▶ _Problem description_
Copy out the article below about Darin Ruf signing with the Brewers, word for word and in full, without any of the items that follow it.

▶ _Excerpted text_
┄┄┄┄┄┄┄┄┄┄

The Milwaukee Brewers announced they have agreed to terms with 1B/OF Darin Ruf on a contract. Ruf offers versatility and has previously played for the Philadelphia Phillies, San Francisco Giants, and New York Mets.
Ruf was acquired by the Mets last year in a trade from the Giants. His time with New York was underwhelming though, which led to the Mets ultimately deciding to move on. San Francisco re-signed Ruf this season, but he later elected MLB free agency after being waived by the team. After all of this, Ruf has landed with the Brewers.
Ruf, however, began his career with the Phillies back in 2012. He displayed promise in 2013 after hitting 14 home runs with an .806 OPS. But he failed to see consistent playing time in Philadelphia and never appeared in more than 106 games in a single season. Following the 2016 campaign, Ruf found himself out of MLB. He later returned in 2020 after inking a contract with the Giants.

┄┄┄┄┄┄┄┄┄┄

▶ _Extracted entries_
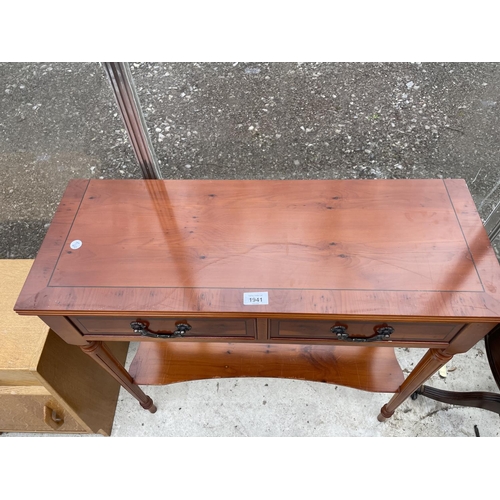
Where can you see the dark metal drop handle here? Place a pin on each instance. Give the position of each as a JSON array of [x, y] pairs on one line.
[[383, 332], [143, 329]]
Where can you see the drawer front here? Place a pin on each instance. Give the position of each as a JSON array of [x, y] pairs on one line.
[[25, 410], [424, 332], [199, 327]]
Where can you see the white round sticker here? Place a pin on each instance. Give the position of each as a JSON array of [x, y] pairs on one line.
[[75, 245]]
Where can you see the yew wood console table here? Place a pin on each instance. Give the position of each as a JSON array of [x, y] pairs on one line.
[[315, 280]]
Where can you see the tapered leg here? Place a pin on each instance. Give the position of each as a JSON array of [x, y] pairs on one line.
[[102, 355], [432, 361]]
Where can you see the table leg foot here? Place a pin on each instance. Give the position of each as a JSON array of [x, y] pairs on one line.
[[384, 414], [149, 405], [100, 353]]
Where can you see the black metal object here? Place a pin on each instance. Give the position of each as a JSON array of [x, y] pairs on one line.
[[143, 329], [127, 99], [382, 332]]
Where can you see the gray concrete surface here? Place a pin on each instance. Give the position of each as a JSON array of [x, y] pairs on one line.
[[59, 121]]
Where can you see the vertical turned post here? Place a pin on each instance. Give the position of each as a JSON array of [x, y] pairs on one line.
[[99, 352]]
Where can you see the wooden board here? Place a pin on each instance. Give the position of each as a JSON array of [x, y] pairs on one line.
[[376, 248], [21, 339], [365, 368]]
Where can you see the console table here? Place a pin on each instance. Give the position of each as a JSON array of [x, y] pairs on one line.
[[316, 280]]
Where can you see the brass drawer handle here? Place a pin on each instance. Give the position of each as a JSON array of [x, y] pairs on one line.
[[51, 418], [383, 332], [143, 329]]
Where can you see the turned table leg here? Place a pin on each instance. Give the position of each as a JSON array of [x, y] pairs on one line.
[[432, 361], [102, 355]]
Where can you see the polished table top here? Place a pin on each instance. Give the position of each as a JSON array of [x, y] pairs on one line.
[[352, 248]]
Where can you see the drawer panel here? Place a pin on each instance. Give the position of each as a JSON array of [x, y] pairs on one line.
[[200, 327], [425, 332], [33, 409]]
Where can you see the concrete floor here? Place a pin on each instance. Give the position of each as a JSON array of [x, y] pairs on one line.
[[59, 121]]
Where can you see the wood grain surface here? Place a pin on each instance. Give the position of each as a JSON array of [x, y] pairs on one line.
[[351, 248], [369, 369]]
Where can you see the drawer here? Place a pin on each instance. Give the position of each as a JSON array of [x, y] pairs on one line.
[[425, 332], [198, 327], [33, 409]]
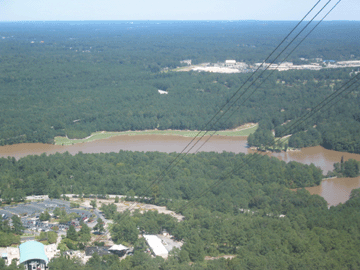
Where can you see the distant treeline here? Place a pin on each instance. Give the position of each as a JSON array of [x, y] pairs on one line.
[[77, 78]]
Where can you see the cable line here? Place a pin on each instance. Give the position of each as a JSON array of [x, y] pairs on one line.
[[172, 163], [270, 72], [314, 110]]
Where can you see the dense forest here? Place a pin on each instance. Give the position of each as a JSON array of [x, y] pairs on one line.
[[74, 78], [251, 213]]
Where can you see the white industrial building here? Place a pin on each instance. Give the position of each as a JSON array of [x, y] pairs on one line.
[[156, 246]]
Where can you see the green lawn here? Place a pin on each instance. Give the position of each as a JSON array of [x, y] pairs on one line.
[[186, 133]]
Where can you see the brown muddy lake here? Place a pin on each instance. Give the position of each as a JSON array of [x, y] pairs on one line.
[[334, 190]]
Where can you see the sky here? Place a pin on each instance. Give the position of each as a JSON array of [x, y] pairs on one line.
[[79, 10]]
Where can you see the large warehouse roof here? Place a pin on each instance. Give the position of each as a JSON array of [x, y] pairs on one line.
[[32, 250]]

┄┄┄┄┄┄┄┄┄┄

▶ _Reply to the task_
The Milwaukee Brewers announced they have agreed to terms with 1B/OF Darin Ruf on a contract. Ruf offers versatility and has previously played for the Philadelphia Phillies, San Francisco Giants, and New York Mets.
Ruf was acquired by the Mets last year in a trade from the Giants. His time with New York was underwhelming though, which led to the Mets ultimately deciding to move on. San Francisco re-signed Ruf this season, but he later elected MLB free agency after being waived by the team. After all of this, Ruf has landed with the Brewers.
Ruf, however, began his career with the Phillies back in 2012. He displayed promise in 2013 after hitting 14 home runs with an .806 OPS. But he failed to see consistent playing time in Philadelphia and never appeared in more than 106 games in a single season. Following the 2016 campaign, Ruf found himself out of MLB. He later returned in 2020 after inking a contract with the Giants.